### Document text

.....

DFW International Airport Celebrates 30th Anniversary Of First Flight
30 Years Later- World's Third Busiest Airport Packs $14 Billion In Economic Impact For North Texas
DFW INTERNATIONAL AIRPORT, Texas (Jan. 14, 2004) — DFW International Airport celebrated its first 30 years of operation today, commemorating the facility's first flight and remembering its first week of operation in January 1974. Four DFW Department of Public Safety horseback riders waving Texas flags greeted an American Airlines 777 at Founder's Plaza today, with the aircraft's captain returning the greeting with the wave of a cowboy hat and a Lone Star flag from the cockpit. The brief ceremony, capped with a "shower of affection" from DFW firefighters on the airplane commemorates the first flight at DFW 30 years ago: American Airlines #341 from New York, with stops in Memphis and Little Rock.
"It was a flight that ignited the economic engine for North Texas, and began the ascension of DFW International Airport to the third busiest Airport in the world," said Max Wells, DFW Airport Board Chairman, who spoke to several hundred employees gathered for the ceremony. "I can honestly say our early dreamers dreamed big, but I don’t think even they could have envisioned what DFW has become in the short span of three decades."
DFW's latest economic impact figures from the Texas Department of Transportation clearly shows DFW as the engine for the North Texas economy as well a global transportation hub, generating an economic output of $14.3 billion annually with a payroll of more than $6 billion. More than 268,000 full time jobs are linked directly to DFW.

.....

### Available records
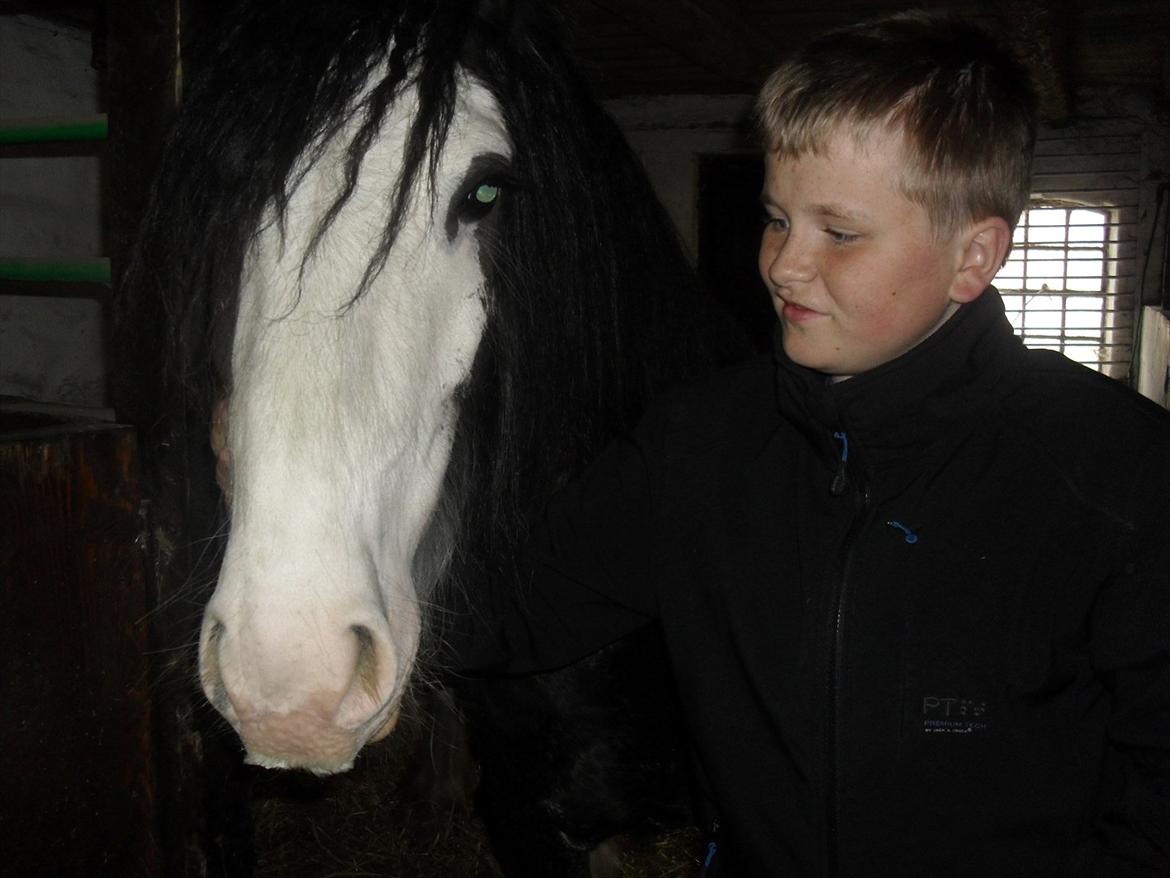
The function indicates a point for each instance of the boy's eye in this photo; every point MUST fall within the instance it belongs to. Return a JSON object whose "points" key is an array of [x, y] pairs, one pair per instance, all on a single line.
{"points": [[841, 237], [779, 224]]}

.....

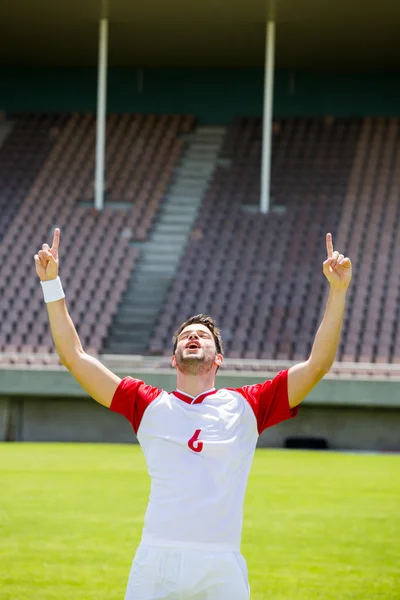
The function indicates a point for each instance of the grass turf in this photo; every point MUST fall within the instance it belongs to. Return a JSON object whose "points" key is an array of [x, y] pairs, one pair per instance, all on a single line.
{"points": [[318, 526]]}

.....

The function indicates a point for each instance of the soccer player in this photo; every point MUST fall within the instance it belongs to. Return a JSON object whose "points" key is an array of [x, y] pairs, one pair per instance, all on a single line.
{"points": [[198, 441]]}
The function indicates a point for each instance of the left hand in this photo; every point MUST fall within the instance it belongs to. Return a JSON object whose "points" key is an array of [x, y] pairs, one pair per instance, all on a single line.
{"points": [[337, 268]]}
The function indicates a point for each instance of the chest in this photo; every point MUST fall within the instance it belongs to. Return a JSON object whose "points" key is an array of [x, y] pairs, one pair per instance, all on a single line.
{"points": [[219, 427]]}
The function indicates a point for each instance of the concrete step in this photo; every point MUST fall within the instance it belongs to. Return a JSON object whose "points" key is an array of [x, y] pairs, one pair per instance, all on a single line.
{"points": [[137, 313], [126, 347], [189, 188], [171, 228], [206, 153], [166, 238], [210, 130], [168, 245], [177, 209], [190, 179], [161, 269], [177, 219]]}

.....

### Your tasks
• A. Summarize the press release on the DFW International Airport anniversary in two sentences.
• B. Locate every line of the records that contains the word "array", and copy each of those lines.

### Task-by-task outputs
• A. On January 14, 2004, DFW International Airport marked 30 years of operation with a ceremony at Founder's Plaza commemorating its first flight, American Airlines #341 from New York, which arrived in January 1974. Texas Department of Transportation figures show the airport generating $14.3 billion in economic output each year, with a payroll of more than $6 billion and more than 268,000 full-time jobs linked directly to it.

• B.
The function indicates a point for each instance of the boy's eye in this photo; every point MUST fall within the instance it belongs to. Return a JSON object whose "points" key is an array of [x, y] pairs, one pair per instance, all on a single line.
The function indicates a point for each instance of the grass turf in this photo; every point MUST fall within the instance it belongs to. Return a JSON object whose "points" key is an array of [x, y] pairs, one pair per instance, all on a single line.
The function indicates a point for each instance of the soccer player in this photo; every point MUST fall within the instance it belongs to. Return a JSON object whose "points" key is an array of [x, y] pairs, one pair per instance, all on a single line.
The function indicates a point for each instance of the left hand in this photo; every point MUST fall within the instance it belongs to. Return a JSON object whose "points" key is an array of [x, y] pairs, one pair per instance, all on a single line.
The function indicates a point for each instance of the chest in this photo; every point MUST fall within the instance it belongs to. Return a JSON object whose "points" key is an array of [x, y] pairs, one pair per instance, all on a single line.
The function indicates a point for each instance of the concrete step in this photo; every point MUST fall within the instance it belongs to. Return a JSON object whose "points" key is an array of [x, y] pairs, one pair per instance, all on a single line.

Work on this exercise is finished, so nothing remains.